_STATED PROBLEM_
Lay out the lines of the entries below as a JSON list of strings, one string per line and blank lines left out. Start from the line with "y=341, one point per instance." and go up to and including the line with "x=276, y=74".

_GIVEN ENTRIES_
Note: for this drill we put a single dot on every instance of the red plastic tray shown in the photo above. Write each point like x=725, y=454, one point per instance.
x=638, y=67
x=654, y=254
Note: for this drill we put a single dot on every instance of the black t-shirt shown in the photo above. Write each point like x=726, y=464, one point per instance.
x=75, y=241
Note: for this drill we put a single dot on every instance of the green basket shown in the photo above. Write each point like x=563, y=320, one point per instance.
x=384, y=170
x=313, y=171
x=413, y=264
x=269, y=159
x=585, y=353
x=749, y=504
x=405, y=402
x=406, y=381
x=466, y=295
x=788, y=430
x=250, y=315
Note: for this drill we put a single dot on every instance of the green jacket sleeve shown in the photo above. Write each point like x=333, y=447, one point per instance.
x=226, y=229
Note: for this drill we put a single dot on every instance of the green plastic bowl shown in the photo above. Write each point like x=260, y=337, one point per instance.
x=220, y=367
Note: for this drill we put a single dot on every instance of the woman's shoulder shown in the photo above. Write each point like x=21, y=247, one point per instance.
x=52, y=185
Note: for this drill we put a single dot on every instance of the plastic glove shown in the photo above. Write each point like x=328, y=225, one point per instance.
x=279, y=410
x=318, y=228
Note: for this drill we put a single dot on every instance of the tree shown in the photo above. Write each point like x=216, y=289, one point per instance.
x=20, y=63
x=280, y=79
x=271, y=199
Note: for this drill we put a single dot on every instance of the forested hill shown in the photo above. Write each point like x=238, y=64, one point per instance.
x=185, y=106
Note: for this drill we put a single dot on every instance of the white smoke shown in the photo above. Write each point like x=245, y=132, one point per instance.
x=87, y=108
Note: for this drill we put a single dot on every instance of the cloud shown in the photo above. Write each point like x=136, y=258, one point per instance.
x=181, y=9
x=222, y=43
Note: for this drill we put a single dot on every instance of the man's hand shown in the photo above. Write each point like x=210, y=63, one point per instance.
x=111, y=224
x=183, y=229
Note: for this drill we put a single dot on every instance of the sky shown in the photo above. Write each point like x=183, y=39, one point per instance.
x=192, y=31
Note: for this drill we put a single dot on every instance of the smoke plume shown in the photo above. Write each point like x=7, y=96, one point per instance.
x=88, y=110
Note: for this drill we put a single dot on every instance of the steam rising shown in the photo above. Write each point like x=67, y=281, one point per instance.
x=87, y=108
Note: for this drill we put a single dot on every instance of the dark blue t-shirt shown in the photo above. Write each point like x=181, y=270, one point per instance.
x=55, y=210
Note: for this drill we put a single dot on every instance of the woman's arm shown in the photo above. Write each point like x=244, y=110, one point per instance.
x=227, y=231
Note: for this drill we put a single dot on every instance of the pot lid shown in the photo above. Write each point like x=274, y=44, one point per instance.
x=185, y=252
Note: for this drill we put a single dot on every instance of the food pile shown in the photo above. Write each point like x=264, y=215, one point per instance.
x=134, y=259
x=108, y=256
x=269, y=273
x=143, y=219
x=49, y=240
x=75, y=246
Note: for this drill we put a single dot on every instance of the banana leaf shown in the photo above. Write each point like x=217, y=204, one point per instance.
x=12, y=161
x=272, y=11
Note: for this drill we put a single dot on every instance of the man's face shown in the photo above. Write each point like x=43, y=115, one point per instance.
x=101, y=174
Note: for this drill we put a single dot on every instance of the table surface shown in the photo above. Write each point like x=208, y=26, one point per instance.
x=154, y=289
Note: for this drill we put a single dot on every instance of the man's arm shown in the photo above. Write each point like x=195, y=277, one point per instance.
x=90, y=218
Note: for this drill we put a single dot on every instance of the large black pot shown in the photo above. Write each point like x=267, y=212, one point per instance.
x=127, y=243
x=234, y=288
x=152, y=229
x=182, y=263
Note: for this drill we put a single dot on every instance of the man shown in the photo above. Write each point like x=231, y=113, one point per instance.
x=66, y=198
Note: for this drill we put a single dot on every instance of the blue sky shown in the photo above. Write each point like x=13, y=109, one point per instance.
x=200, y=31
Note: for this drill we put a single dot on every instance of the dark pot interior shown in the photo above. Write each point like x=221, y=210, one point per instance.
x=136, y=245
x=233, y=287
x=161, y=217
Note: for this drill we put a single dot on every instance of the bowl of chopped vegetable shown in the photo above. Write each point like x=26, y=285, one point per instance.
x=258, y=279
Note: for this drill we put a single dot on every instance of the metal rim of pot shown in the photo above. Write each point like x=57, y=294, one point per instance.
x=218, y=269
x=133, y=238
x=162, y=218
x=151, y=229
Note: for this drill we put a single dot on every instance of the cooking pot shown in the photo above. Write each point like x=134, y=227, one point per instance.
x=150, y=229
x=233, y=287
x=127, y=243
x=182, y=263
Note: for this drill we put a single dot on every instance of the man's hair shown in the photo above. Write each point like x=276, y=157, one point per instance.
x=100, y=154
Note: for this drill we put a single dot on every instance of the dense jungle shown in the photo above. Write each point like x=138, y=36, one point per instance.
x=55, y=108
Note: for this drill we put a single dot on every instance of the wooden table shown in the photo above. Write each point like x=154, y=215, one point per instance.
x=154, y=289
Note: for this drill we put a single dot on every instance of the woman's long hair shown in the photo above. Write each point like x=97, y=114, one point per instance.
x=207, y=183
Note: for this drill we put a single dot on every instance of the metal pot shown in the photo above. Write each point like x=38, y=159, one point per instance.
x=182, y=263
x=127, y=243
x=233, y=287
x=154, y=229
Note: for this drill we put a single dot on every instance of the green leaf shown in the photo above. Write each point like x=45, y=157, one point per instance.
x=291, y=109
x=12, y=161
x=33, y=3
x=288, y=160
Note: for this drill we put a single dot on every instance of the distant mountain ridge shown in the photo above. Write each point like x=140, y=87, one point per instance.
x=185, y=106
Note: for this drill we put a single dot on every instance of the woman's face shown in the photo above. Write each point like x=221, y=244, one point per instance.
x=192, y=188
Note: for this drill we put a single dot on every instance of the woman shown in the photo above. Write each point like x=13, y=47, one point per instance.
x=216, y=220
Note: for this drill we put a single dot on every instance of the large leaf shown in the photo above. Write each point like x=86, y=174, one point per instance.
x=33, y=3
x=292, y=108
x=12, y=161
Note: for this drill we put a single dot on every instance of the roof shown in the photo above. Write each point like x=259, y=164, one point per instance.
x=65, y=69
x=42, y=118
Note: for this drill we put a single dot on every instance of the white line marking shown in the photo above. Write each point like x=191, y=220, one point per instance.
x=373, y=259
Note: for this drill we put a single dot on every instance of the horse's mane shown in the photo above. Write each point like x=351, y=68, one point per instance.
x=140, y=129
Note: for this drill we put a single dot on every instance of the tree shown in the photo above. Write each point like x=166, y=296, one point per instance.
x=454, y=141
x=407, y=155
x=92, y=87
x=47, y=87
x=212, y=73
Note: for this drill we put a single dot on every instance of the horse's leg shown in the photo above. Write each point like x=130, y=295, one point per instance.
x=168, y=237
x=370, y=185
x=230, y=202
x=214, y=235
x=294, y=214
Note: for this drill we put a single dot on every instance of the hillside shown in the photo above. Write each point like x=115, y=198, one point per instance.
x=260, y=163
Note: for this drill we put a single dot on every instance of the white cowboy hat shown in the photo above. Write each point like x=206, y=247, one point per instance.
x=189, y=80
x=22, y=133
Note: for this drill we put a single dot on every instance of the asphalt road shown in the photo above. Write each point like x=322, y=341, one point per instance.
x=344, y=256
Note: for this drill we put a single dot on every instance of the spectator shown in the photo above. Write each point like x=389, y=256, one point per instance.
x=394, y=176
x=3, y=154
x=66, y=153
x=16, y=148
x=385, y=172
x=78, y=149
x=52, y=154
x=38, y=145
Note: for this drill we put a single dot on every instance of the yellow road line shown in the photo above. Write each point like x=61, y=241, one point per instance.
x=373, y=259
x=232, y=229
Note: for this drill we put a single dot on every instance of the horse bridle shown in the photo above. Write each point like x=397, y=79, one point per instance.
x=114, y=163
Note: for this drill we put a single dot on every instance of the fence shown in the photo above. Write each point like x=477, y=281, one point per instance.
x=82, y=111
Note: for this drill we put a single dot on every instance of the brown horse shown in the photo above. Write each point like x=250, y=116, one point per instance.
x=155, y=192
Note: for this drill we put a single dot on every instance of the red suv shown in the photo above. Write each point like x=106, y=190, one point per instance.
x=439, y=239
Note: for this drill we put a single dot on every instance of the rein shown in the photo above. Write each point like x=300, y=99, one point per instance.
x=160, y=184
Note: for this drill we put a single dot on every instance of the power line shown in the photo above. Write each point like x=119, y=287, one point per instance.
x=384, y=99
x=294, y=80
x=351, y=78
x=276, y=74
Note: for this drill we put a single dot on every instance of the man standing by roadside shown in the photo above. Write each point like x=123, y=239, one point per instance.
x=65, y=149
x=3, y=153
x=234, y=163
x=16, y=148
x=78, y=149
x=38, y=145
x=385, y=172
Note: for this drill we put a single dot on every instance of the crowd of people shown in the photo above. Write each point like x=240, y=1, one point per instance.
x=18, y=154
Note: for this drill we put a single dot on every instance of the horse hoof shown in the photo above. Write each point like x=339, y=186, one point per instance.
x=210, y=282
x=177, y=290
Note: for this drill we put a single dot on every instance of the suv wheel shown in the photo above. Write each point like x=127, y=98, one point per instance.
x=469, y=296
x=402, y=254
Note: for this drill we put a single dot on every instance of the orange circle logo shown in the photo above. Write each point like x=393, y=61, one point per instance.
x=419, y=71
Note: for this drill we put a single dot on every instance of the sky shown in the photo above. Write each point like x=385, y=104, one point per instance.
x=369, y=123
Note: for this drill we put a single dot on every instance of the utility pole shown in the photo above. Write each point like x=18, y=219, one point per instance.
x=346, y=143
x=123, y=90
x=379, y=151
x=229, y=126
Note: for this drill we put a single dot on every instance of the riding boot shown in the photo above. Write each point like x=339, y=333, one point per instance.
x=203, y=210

_IN RESPONSE_
[
  "Note: for this drill we put a single dot on every instance of the asphalt road shown in the photo above. Write each point like x=322, y=341, one point per instance.",
  "x=344, y=256",
  "Note: for this drill we put a single dot on every instance of the spectator shown in the photo above. Write each point like x=389, y=256, one point per instance.",
  "x=394, y=176",
  "x=3, y=154",
  "x=66, y=153",
  "x=16, y=148",
  "x=385, y=172",
  "x=78, y=149",
  "x=52, y=154",
  "x=38, y=145",
  "Note: for this drill we put a single dot on every instance of the yellow road line shown in the photo above. Write each point like x=61, y=241, one point per instance.",
  "x=373, y=259",
  "x=232, y=229",
  "Note: for this drill we put a single dot on every instance of the horse bridle shown in the photo above. Write each point like x=397, y=79, one point per instance.",
  "x=114, y=163",
  "Note: for this drill we put a single dot on every instance of the fence shown in the photo above. Write each point like x=477, y=281, one point per instance.",
  "x=82, y=111",
  "Note: for this drill we put a single dot on every instance of the brown horse shown in the photo above. Write each point like x=250, y=116, one point per instance.",
  "x=155, y=192",
  "Note: for this drill we put a single dot on every instance of the red suv shown in the photo above. Write each point like x=106, y=190, one point per instance.",
  "x=439, y=239",
  "Note: for this drill we put a single dot on every instance of the rein shown in the photo above. Write each point like x=300, y=99, one point per instance.",
  "x=160, y=184",
  "Note: for this drill we put a single dot on every instance of the power line shown in the photo above. Write each point like x=119, y=287, one point per instance.",
  "x=384, y=99",
  "x=294, y=80",
  "x=351, y=78",
  "x=276, y=74"
]